* start PASSAGE GIVEN *
I’ve been meaning to write about the Jenner interview with Diane Sawyer ever since it first aired. I even watched it again to make sure I didn’t miss anything that I’d want to mention here when I did get around to writing this post. But, then I started transitioning into another career and that took up damn near all of my time for a little while. And I’m glad I didn’t write to quickly about it. In the mean time, the name Caitlyn appeared and so did a bunch of pictures and accompanying a Vanity Fair piece.
I don’t own a television. But, I was able to watch the interview on my uncle’s family room TV. I kept a close eye on Twitter to see how the reaction was playing out on the east coast feed. Yes, I’m back from Jakarta 🙂 But, once it began, I started receiving messages from a couple trans friends who, just like me, were being pulled back into memories of childhood experimentation and fears of being outed. Along with the desire to start a family and dive into ultra masculine endeavors to push back what’s going on in our head and to show the world we are not what we so desperately desire to hide.
It’s not uncommon at all to hear from transgender women how they became very athletic or started working in a career that is often thought of as ultra masculine. For instance, the amount of transgender military veterans is much higher than most people know. So much so, that the U.S. Department of Veterans Affairs has been struggling to come up with better treatment avenues for this unexpected group. So, like everyone else who has been seeing the subtle changes Caitlyn Jenner was making to herself pre-interview, I wasn’t surprised at all that someone who had dominated sport in their prime was taking this step.
I never made it even close to the level of accomplishment Caitlyn Jenner achieved. But, I did work my butt off in the pool for several years. Swimming was my escape. And the better I got, the less I thought people would see right through me. Those swimmer muscles were my armor. And the solitariness of the water. Even under competition, was so peaceful. That’s probably a testament to how much the social anxiety got to me more than the gender dysphoria. But, as soon as I dove in, I was all alone. I couldn’t hear the cheers. I only saw people when I turned to breathe. And if I kept the competition behind me, it felt like I was all alone in the water. I’ve always treasured swimming. And I don’t do enough of it.
About a year ago, I was very proud that I could say I didn’t know what a Kardashian was. That’s how far removed I’ve been from pop culture. Even after I found out they were people, I couldn’t have told you who they were or even what they looked like. I could have walked past them on the street and I wouldn’t have recognized them. Oh, the good old days. *sigh*
Now? Oh yes. The Caitlyn Jenner interview has inspired me to see what all the fuss is about. I saw the last couple of episodes that appeared to be connected to Caitlyn’s coming out and leading up to the interview. Given the amount of fame they have achieved, it does appear, at least superficially, that they are good people. That is a testament to their parents. I can’t imagine what it’s like having camera crews following you around everywhere. I’m not sure how I would handle transitioning under that spotlight. Probably only because I want to continue seeing how things evolve for her, I will probably tune into her new show starting next month.
* end PASSAGE GIVEN *
* start PROVIDED ENTRIES *
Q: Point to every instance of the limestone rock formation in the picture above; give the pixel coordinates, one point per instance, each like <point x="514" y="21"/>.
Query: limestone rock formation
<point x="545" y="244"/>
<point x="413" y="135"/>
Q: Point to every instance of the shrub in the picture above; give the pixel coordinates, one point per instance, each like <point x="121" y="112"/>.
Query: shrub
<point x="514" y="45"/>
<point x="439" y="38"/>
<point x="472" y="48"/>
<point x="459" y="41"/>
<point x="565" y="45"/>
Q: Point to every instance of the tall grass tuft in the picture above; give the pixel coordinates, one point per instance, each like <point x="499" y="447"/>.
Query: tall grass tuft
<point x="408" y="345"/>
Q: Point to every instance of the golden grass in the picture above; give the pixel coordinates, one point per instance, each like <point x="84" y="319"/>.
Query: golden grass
* end PROVIDED ENTRIES *
* _WORK INSTRUCTIONS_:
1. Answer these questions from the post about the Jenner interview, one answer per line, marked like the questions.
(a) On whose television did the writer watch the interview?
(b) Which sport did the writer work hard at for several years?
(c) Which U.S. agency has been struggling to come up with better treatment avenues for transgender military veterans?
2. Update the records in the stretch from the line containing "Q: Point to every instance of the golden" through the end of the records, changing "golden grass" to "straw-colored grass" and leaving everything else unchanged. Give back only those lines.

* _EXERCISE ANSWERS_:
1.
(a) On the writer's uncle's family room TV.
(b) Swimming.
(c) The U.S. Department of Veterans Affairs.

2.
Q: Point to every instance of the straw-colored grass in the picture above; give the pixel coordinates, one point per instance, each like <point x="84" y="319"/>.
Query: straw-colored grass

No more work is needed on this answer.